Instruction: From the top of the items through the line that contains "316,257 -> 640,427", write each item as one row of a two-column CSV with columns item and answer. Put each field in quotes and turn any line breaks into spaces.

[Dataset items]
* * *

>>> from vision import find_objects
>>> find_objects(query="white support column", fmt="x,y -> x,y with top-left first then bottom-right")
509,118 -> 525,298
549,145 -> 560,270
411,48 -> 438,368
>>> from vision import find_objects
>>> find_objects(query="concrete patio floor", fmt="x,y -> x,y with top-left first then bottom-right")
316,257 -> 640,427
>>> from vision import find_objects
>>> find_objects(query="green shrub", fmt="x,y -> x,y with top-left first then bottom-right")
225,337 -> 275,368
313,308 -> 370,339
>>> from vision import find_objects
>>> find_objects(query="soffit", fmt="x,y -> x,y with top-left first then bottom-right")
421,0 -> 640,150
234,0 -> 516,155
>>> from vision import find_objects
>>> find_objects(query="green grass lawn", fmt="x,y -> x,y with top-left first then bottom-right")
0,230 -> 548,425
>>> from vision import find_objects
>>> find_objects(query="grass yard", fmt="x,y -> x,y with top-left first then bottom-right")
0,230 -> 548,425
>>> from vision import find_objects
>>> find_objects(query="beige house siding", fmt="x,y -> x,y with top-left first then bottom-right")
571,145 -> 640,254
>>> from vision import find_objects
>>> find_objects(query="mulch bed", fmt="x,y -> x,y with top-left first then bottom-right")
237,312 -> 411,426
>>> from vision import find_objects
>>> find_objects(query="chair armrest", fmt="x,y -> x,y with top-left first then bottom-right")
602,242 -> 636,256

* * *

Answer to the problem:
item,answer
">>> from vision import find_objects >>> find_objects(query=""white support column"", fmt=""x,y -> x,y with top-left first then bottom-right"")","509,118 -> 525,298 549,145 -> 560,270 411,48 -> 438,368"
">>> from vision import find_objects >>> find_objects(query=""concrete patio floor"", fmt=""x,y -> x,y with top-left first then bottom-right"")","316,257 -> 640,427"